To be done:
Reproduce every item below word for word, with nothing changed, added, or left out.

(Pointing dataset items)
····················

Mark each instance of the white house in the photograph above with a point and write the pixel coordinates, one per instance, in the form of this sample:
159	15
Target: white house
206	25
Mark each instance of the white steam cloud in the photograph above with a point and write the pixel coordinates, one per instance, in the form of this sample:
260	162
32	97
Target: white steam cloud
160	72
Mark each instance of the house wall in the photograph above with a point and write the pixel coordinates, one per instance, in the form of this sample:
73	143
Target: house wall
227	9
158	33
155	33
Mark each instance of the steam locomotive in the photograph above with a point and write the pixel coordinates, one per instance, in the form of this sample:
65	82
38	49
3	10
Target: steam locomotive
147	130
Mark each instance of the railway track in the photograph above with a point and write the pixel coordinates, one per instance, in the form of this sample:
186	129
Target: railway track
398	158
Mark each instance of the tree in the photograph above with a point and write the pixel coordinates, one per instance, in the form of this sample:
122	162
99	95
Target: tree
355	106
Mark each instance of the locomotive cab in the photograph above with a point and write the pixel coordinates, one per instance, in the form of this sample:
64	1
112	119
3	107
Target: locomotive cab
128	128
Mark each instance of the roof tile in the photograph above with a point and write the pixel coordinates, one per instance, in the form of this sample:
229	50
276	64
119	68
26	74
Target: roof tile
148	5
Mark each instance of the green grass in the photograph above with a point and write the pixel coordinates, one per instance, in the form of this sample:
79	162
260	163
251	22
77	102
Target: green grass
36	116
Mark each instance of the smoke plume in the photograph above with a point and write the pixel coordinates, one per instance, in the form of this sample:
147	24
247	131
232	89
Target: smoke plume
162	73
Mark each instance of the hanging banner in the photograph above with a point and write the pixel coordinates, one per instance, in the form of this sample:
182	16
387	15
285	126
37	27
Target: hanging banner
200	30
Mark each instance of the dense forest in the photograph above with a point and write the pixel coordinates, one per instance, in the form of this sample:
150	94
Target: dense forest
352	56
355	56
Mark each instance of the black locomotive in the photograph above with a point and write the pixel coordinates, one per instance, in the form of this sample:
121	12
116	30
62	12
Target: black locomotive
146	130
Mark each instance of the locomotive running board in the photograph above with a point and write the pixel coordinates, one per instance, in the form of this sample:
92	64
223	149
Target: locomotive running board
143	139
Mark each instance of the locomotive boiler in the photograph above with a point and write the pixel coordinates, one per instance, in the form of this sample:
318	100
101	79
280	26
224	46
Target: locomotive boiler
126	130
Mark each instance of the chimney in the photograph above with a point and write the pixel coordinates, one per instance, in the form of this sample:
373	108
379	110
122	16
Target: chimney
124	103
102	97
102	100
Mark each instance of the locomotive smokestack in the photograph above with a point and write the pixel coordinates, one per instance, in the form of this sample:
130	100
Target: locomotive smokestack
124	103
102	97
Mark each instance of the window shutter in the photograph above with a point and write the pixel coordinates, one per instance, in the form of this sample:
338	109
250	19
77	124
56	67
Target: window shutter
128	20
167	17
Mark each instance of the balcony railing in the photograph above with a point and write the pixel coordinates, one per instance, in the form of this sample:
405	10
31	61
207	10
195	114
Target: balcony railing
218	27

····················

Expected answer:
Mark each instance of the white house in the photograph above with a point and write the pixel coordinates, one per instance, in the form of this sample:
159	15
Target: white house
206	25
Mark each instance of the white steam cloud in the photograph above with a point and write the pixel coordinates, one per instance, in the form of this sample:
260	162
32	97
Target: white steam cloud
160	72
Mark each instance of the house wall in the photograph above with a point and write the pixel coordinates, one per instance, in the form of this sample:
73	143
Target: house wall
227	9
158	33
155	33
Mark each instance of the steam locomotive in the photograph above with a point and write the pixel coordinates, one per instance, in the form of this sample:
65	82
38	49
3	10
Target: steam locomotive
147	130
Mark each instance of the railway track in the photograph above with a point and write the pixel coordinates, one per instance, in the form of this sample:
186	129
Target: railway track
398	158
Mark each instance of the tree in the photograph above with a point and write the pixel coordinates, one per instance, in the form of this sample:
122	162
99	95
Target: tree
355	106
Mark each instance of the locomotive cab in the photograph above with a point and write the pixel coordinates, one per instance, in the form of this sample:
64	1
112	119
3	107
Target: locomotive cab
128	128
Mark each instance of the roof tile in the photograph above with a point and write the pixel coordinates, one per instance, in the form of this sample:
229	50
276	64
119	68
26	74
Target: roof tile
148	5
Mark each instance of the green grass in the photograph above with a point and write the pixel coordinates, one per instance, in the form of this sample:
79	162
260	163
251	22
77	102
Target: green grass
36	116
Mark each instance of the smoke plume in the photograph above with a point and write the pixel coordinates, one per instance, in the form of this sample:
147	24
247	131
232	89
Target: smoke plume
162	73
Mark each instance of the hanging banner in the photograph above with a point and write the pixel coordinates, one per instance, in the form of this sample:
182	16
387	15
285	126
37	27
Target: hanging banner
200	30
Mark each instance of the dense forest in the photograph above with a point and write the pixel coordinates, one per instance, in the form of this sample:
150	94
Target: dense forest
352	56
355	56
Mark each instance of the black locomotive in the photograph above with a point and write the pixel coordinates, one per instance, in the form of this sample:
121	12
116	30
62	12
Target: black locomotive
146	130
Mark each instance of the locomotive running board in the photograph above with a point and write the pixel coordinates, one per instance, in the form of this sample:
92	64
223	149
Target: locomotive running board
143	139
Mark each instance of the locomotive boiler in the photograph above with a point and write the pixel coordinates, one per instance, in the form of this sample:
318	100
101	79
280	26
224	46
Target: locomotive boiler
126	130
Mark each instance of the chimney in the photograph above with a point and write the pixel coordinates, one per instance, in the form of this sample:
373	108
379	110
122	16
Target: chimney
124	103
102	97
102	100
Mark each instance of the locomotive smokestack in the photograph above with a point and write the pixel coordinates, one per instance, in the form of this sample:
130	100
Target: locomotive smokestack
124	103
102	97
Mark each instance of the window shutter in the photograph above with a point and write the pixel coordinates, one per instance, in the form of this sample:
338	109
250	19
77	124
56	67
Target: window shutter
128	20
167	17
Mark each instance of the balcony railing in the photograph above with a point and write the pixel coordinates, one per instance, in the form of this sample:
405	10
31	61
207	10
195	114
Target: balcony railing
218	27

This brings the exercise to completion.